**Description of the task:**
Pull out every line in the records below that contains the word "white", and copy each one without changes.

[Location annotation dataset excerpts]
>> Begin

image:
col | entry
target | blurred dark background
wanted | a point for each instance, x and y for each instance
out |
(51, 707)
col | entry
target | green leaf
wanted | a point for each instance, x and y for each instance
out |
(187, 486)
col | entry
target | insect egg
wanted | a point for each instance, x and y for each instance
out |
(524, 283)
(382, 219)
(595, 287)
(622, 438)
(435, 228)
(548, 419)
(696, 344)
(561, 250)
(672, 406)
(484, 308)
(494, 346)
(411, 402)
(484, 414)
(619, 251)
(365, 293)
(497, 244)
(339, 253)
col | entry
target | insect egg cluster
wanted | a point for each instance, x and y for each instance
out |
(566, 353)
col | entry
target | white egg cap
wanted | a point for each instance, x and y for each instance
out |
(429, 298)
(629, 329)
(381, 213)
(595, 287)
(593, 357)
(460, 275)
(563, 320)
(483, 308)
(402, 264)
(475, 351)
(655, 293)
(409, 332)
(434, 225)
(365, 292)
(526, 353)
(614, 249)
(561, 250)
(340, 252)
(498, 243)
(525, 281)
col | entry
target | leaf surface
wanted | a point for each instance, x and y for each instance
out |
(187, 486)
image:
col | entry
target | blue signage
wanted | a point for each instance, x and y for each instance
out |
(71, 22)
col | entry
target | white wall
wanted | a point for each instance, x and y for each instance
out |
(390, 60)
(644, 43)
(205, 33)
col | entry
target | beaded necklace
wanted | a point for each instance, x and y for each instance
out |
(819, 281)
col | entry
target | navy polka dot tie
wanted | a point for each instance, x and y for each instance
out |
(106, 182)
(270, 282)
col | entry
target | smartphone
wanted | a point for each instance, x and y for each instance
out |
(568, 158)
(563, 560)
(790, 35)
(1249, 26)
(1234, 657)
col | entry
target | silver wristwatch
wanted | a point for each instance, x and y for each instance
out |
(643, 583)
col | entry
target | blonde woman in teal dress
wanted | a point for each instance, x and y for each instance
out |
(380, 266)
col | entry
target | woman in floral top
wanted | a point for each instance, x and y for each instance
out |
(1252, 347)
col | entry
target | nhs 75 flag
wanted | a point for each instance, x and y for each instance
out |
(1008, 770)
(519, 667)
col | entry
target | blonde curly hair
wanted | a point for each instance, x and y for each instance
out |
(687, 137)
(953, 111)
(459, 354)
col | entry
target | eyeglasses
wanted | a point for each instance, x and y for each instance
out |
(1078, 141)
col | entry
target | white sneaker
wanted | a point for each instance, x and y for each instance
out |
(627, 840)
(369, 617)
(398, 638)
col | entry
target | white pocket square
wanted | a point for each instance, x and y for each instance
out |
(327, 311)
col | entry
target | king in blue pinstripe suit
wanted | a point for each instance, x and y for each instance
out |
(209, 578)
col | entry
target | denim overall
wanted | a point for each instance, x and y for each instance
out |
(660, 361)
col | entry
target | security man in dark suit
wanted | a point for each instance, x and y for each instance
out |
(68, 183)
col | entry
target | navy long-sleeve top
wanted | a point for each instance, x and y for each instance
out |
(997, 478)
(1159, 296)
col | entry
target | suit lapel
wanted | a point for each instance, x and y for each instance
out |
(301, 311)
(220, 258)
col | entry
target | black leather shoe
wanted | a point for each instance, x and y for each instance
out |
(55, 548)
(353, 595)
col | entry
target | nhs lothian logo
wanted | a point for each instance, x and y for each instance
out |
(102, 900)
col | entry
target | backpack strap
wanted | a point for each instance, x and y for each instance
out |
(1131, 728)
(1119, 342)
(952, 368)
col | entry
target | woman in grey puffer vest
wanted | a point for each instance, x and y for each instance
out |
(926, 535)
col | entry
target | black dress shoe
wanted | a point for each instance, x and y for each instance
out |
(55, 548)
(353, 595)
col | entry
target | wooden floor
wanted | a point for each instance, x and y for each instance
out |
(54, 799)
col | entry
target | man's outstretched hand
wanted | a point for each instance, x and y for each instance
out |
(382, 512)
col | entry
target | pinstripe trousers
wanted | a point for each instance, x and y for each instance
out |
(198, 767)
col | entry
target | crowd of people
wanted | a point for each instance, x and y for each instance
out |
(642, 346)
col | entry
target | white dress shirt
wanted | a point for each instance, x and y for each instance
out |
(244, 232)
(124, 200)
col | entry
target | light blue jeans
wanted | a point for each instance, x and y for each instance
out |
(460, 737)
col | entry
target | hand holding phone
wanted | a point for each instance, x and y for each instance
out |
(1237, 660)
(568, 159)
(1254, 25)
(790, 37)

>> End

**Result below:**
target | white egg cap
target | white wall
target | white sneaker
target | white pocket square
target | white dress shirt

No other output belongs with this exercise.